Information given

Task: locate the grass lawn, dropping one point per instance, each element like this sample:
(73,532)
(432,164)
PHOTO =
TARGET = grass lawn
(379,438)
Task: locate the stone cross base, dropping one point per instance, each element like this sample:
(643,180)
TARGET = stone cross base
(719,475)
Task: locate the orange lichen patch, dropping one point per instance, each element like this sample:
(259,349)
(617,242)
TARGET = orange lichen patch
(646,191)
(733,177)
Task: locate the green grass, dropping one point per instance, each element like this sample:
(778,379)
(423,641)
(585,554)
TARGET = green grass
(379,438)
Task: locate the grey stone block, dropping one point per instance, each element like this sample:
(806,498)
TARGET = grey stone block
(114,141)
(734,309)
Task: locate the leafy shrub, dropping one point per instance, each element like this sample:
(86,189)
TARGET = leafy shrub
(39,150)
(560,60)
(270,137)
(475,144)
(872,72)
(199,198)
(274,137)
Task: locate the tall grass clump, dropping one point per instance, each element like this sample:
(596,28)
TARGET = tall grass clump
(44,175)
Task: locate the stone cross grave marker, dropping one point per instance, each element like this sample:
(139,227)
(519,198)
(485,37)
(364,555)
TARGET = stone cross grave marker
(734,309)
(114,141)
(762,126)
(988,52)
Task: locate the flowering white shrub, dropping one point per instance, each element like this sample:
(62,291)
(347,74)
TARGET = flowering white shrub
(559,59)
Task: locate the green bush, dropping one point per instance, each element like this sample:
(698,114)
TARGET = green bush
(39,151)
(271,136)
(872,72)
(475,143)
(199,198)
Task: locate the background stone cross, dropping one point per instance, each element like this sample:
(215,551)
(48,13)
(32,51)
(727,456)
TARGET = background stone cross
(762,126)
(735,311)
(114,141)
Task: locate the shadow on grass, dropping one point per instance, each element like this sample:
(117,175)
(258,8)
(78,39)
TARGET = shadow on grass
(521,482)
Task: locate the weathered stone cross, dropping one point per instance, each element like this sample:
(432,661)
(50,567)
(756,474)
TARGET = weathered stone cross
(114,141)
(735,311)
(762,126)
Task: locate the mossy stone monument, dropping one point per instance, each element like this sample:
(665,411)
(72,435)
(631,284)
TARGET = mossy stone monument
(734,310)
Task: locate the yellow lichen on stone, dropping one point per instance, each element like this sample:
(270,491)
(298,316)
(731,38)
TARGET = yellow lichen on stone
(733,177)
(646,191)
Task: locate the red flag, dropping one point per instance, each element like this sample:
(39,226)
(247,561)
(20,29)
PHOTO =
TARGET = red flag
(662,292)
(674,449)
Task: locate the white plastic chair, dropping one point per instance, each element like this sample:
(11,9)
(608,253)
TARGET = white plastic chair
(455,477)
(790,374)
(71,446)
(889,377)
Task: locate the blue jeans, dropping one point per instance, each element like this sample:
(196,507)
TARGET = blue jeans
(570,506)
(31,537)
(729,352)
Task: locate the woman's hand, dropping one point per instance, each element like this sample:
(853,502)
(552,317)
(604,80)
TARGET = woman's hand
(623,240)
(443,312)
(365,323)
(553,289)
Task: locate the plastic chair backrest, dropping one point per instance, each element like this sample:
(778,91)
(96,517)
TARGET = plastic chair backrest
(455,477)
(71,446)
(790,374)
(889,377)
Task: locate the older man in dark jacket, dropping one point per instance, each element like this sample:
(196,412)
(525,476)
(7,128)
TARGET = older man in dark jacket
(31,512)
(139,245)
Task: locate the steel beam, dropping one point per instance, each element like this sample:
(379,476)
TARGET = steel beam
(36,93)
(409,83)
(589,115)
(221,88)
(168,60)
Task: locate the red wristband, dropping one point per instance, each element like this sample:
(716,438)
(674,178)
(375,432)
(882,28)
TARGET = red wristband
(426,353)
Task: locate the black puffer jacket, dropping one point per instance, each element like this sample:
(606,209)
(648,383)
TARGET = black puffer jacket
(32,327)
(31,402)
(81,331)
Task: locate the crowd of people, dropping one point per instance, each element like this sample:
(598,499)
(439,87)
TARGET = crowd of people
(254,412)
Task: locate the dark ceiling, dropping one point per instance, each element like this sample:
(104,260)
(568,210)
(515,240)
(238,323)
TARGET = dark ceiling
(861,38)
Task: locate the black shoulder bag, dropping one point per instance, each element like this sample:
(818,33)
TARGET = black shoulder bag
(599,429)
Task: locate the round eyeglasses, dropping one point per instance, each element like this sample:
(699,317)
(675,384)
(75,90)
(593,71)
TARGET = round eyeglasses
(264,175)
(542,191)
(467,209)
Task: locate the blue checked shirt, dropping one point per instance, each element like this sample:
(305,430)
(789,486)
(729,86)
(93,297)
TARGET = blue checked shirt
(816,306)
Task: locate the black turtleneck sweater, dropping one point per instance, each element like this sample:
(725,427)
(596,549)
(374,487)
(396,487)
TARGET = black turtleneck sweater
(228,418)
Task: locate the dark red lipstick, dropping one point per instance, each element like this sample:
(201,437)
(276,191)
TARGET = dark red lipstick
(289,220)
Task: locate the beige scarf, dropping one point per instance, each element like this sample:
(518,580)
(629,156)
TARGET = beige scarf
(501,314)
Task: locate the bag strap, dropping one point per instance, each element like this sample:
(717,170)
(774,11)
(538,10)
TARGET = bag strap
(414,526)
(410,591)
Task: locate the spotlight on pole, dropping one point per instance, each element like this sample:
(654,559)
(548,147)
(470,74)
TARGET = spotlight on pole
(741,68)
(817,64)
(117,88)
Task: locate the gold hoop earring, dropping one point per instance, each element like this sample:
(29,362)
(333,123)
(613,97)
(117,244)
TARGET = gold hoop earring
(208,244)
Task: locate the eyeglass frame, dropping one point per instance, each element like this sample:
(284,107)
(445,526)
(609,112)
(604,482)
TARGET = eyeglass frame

Goal
Reproduce the entries from the line containing "Task: locate the dark red" through the end of the entries, renaming "spotlight" to "floodlight" and leaving every other character unchanged.

Response to the task
Task: locate the dark red lipstick, dropping one point per instance, each element like this sample:
(201,437)
(276,191)
TARGET = dark red lipstick
(289,220)
Task: locate the beige scarf, dropping one point per instance, each element like this sample:
(518,580)
(629,156)
TARGET = beige scarf
(501,314)
Task: locate the bag strap, dropping one point per instance, each element like this sample:
(717,170)
(774,11)
(538,10)
TARGET = bag strap
(414,526)
(410,591)
Task: locate the floodlight on pole, dropping one point per instance, each element like this sample:
(654,559)
(548,147)
(470,74)
TARGET = floodlight on pole
(741,68)
(817,64)
(117,88)
Task: locate the gold hoop earring, dropping one point per instance, each element like this sample:
(29,362)
(333,123)
(613,97)
(117,244)
TARGET = gold hoop earring
(208,244)
Task: locate the eyeglass frame, dropping one point per instance, each element like this sample:
(284,107)
(445,526)
(609,112)
(604,482)
TARGET = eyeglass frame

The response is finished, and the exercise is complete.